What lines in the entries below contain the word "grass"? Copy all of them.

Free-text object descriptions
....................

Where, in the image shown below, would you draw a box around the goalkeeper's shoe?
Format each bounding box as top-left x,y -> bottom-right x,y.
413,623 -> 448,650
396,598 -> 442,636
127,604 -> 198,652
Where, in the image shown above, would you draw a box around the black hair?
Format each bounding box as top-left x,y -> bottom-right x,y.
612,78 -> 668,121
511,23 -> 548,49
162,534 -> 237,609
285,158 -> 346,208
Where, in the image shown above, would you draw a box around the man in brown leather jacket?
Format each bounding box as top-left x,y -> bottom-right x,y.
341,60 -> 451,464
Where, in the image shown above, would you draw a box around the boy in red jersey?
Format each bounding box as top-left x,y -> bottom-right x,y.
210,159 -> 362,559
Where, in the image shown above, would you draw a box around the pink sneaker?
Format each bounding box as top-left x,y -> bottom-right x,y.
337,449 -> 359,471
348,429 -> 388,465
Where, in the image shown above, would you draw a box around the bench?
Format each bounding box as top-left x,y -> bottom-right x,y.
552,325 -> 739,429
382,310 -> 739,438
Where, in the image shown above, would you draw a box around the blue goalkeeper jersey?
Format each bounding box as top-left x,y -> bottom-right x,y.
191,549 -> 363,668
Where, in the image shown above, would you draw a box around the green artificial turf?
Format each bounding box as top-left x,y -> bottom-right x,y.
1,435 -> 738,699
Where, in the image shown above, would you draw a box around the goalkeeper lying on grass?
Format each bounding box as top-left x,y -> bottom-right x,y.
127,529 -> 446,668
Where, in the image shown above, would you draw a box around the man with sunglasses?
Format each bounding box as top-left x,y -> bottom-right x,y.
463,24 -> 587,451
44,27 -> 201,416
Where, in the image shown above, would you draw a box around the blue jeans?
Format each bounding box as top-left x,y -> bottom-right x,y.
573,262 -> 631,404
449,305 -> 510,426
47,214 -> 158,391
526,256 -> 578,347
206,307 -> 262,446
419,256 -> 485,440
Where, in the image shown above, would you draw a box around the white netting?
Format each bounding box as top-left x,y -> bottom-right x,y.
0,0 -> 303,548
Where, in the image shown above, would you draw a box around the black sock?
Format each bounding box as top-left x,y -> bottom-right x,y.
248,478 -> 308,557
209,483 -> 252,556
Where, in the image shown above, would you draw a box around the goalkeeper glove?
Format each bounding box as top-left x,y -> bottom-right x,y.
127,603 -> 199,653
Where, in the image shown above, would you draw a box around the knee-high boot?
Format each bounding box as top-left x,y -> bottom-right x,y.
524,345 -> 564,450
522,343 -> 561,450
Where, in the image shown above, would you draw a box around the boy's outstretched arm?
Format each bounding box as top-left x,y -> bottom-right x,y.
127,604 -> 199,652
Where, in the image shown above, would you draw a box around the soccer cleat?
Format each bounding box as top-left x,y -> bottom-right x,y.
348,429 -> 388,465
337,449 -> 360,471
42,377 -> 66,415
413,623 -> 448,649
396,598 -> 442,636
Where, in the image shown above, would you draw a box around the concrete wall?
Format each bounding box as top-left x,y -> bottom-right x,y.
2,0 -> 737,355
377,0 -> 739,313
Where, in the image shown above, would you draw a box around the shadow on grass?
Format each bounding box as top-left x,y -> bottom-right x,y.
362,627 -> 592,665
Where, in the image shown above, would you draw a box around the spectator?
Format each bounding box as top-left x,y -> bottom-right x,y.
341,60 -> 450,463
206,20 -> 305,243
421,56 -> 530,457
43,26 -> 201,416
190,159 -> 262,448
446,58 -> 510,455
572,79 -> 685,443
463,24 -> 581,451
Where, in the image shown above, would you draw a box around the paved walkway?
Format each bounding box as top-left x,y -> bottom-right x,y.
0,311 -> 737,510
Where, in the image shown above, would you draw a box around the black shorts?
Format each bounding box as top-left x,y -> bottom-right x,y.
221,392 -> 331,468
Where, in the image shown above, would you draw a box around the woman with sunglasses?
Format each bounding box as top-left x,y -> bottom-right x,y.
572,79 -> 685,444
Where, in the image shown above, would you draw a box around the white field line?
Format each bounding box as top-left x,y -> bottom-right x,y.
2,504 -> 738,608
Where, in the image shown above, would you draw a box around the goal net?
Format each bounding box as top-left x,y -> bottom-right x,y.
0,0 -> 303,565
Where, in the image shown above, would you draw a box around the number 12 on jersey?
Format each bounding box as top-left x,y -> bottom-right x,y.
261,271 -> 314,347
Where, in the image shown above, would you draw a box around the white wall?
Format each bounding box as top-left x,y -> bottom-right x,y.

....................

● **Output of the task**:
Where, in the image shown above, would you draw a box around the goalkeeper lying on grass?
Where, in the image shown above, would you draw a box around the shadow on grass?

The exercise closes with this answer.